TASK REQUIREMENTS
Of the entries below, return only those lines from the line with "Target: flag" to the line with "Target: person wearing white shirt", exactly, both included.

Records contained in a dataset
= Beginning of Section =

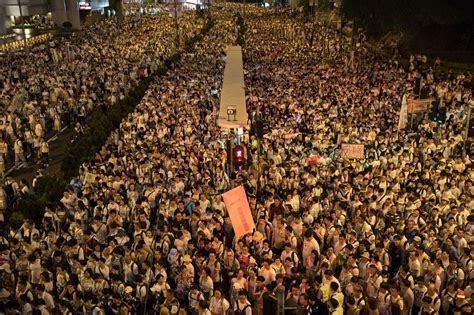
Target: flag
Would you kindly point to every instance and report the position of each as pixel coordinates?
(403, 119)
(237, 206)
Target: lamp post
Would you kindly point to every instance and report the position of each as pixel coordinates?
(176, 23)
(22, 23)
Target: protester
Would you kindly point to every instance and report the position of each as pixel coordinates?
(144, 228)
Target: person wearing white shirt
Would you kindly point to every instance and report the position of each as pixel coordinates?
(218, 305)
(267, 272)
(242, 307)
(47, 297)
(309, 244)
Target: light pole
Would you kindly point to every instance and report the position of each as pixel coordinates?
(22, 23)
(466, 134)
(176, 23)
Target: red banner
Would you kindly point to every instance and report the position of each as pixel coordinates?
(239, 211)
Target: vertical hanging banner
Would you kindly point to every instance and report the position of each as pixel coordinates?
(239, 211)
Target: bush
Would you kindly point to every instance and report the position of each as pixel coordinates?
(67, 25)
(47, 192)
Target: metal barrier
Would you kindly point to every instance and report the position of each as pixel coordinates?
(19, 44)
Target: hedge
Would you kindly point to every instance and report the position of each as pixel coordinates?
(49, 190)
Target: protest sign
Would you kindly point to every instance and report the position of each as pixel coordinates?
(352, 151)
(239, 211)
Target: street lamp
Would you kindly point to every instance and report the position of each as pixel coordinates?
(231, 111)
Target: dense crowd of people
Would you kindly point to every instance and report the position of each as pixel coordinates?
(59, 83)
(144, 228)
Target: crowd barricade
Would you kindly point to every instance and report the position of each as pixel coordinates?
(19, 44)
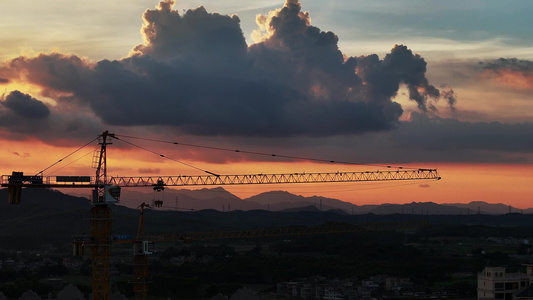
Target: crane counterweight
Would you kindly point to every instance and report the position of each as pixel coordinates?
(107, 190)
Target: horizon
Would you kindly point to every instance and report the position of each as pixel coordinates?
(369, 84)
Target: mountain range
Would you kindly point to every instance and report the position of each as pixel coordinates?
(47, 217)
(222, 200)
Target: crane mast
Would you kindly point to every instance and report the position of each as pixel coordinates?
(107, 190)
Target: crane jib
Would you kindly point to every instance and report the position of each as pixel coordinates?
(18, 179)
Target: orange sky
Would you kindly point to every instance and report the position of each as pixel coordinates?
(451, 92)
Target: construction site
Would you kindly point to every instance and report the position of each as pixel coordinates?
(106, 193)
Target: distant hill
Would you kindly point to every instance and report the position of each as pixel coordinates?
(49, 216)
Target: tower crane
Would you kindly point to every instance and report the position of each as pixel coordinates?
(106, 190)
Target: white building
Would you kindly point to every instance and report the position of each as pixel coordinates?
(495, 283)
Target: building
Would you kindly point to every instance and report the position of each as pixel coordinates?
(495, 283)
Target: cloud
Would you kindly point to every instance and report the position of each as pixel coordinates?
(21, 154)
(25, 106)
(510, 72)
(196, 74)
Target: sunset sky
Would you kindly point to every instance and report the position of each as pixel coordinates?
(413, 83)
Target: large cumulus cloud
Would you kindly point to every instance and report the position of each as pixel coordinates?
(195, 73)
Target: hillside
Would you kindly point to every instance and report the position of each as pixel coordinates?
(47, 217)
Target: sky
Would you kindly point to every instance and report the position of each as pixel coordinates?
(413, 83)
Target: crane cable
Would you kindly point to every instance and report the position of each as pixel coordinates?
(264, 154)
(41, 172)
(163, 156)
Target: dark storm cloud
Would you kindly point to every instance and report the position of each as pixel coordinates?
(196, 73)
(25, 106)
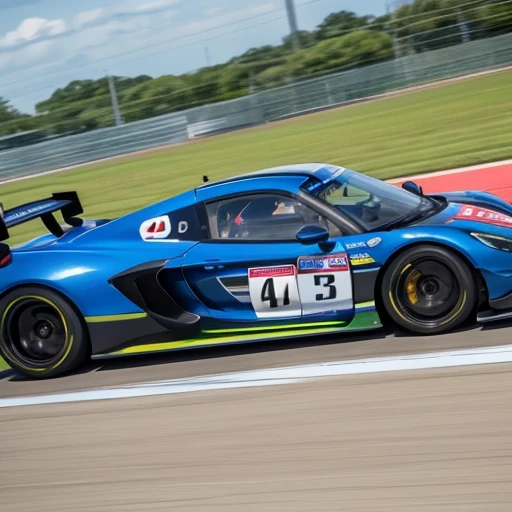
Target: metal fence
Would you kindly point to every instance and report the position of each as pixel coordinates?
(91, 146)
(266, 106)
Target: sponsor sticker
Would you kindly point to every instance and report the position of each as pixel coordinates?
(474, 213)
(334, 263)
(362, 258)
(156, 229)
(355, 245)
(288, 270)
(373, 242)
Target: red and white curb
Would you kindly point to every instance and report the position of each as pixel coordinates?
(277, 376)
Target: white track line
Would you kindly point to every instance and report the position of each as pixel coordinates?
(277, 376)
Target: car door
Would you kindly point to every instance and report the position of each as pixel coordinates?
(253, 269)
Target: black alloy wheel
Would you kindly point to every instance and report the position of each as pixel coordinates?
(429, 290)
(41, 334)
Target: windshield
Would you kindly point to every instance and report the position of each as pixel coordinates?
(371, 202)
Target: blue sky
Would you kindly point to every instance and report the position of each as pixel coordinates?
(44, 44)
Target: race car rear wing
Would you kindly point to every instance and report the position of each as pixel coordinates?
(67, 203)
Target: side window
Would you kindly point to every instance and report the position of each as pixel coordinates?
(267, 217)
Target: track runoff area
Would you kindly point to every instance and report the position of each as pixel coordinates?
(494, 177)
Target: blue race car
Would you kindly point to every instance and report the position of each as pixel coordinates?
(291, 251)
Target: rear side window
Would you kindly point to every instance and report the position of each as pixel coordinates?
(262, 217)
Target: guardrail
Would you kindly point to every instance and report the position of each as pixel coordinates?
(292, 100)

= End of Section =
= Beginning of Section =

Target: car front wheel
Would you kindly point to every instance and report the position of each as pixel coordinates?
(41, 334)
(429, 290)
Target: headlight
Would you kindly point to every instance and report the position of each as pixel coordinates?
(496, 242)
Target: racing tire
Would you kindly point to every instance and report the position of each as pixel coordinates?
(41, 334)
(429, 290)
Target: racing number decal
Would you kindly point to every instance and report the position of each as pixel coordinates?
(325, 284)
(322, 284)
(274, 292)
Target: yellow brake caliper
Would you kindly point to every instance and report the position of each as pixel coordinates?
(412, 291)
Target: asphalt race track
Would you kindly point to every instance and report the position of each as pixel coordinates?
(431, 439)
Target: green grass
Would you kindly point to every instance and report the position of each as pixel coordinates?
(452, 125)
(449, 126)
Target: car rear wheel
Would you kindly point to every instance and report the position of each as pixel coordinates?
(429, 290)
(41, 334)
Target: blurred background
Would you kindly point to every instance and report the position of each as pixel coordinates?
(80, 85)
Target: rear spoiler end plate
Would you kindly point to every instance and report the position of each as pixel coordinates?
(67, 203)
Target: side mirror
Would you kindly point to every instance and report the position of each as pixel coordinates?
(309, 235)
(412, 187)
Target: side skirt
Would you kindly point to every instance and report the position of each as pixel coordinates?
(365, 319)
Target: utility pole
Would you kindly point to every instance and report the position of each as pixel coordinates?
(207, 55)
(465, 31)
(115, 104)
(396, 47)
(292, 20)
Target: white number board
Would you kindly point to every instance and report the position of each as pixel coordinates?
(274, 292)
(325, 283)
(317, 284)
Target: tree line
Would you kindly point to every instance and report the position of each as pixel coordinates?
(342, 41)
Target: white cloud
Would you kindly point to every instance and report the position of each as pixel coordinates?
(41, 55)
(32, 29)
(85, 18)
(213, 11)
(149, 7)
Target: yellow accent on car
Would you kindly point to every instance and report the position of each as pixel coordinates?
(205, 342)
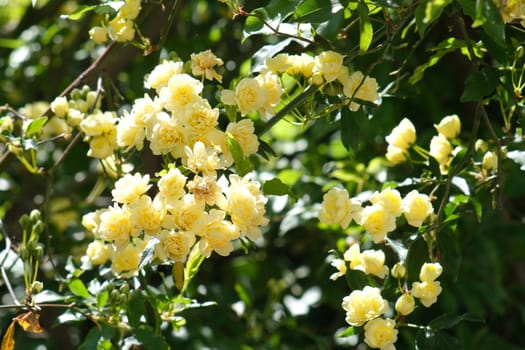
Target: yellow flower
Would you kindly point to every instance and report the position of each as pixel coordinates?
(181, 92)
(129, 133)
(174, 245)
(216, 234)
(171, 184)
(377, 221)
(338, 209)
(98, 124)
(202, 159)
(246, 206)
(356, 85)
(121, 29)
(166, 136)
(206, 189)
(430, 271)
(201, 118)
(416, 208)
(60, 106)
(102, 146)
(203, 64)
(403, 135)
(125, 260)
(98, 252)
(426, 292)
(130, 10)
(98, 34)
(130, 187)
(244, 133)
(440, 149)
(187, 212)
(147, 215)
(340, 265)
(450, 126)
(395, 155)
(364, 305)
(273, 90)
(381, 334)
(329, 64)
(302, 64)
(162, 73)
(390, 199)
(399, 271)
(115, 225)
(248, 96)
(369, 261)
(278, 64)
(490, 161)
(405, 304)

= End of Section =

PROBLEM SOLUTION
Target: flag
Would you kindly point to every instance and report the position of each as pixel coordinates?
(403, 119)
(237, 206)
Target: lamp post
Would you kindly point to every instance and report the position of each as pixel coordinates?
(176, 23)
(22, 23)
Target: protester
Would you kindly point to every instance and report the position of each as pixel coordinates?
(144, 228)
Target: person wearing white shirt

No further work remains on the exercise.